- Source excerpt:
- Genre: Reality competition;
- Country of origin: Hungary
- Original language: Hungarian
- No. of seasons: 8

Production
- Camera setup: Multi-camera
- Running time: 90 mins

Original release
- Network: TV2
- Release: 11 October 2003 – 25 May 2012
- Release: 22 September 2024 – present

= Megasztár =

Hungarian television series

Megasztár – Voice of the Year is a Hungarian music talent show that started in 2003 on TV2. While it is widely considered an unlicensed clone of the British television show Pop Idol (and sometimes even referred to as Hungarian Idol), TV2 maintains that it is a distinct format created by SBS management member Christoph Buerge. The sixth season was the last, because TV2 bought the license of The Voice.
On 21 February 2024, TV2 announced that after 12 years, Megasztár would return to the screen with a new season.

- Extracted data:
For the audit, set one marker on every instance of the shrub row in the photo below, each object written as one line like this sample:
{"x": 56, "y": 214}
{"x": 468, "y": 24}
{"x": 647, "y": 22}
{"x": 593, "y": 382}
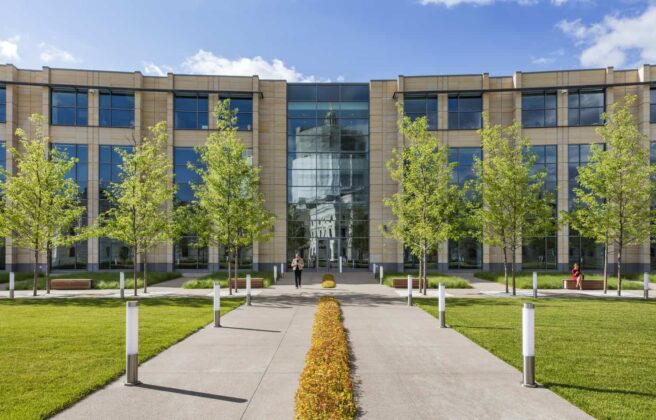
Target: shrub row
{"x": 325, "y": 389}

- Written instruction 1:
Translate this sentence from the Megasztár article into Spanish: "On 21 February 2024, TV2 announced that after 12 years, Megasztár would return to the screen with a new season."
- Written instruction 2:
Please quote everything in the Megasztár article from "Hungarian television series" down to "a new season.".

- Result 1:
El 21 de febrero de 2024, TV2 anunció que, tras 12 años, Megasztár volvería a la pantalla con una nueva temporada.

- Result 2:
Hungarian television series

Megasztár – Voice of the Year is a Hungarian music talent show that started in 2003 on TV2. While it is widely considered an unlicensed clone of the British television show Pop Idol (and sometimes even referred to as Hungarian Idol), TV2 maintains that it is a distinct format created by SBS management member Christoph Buerge. The sixth season was the last, because TV2 bought the license of The Voice.
On 21 February 2024, TV2 announced that after 12 years, Megasztár would return to the screen with a new season.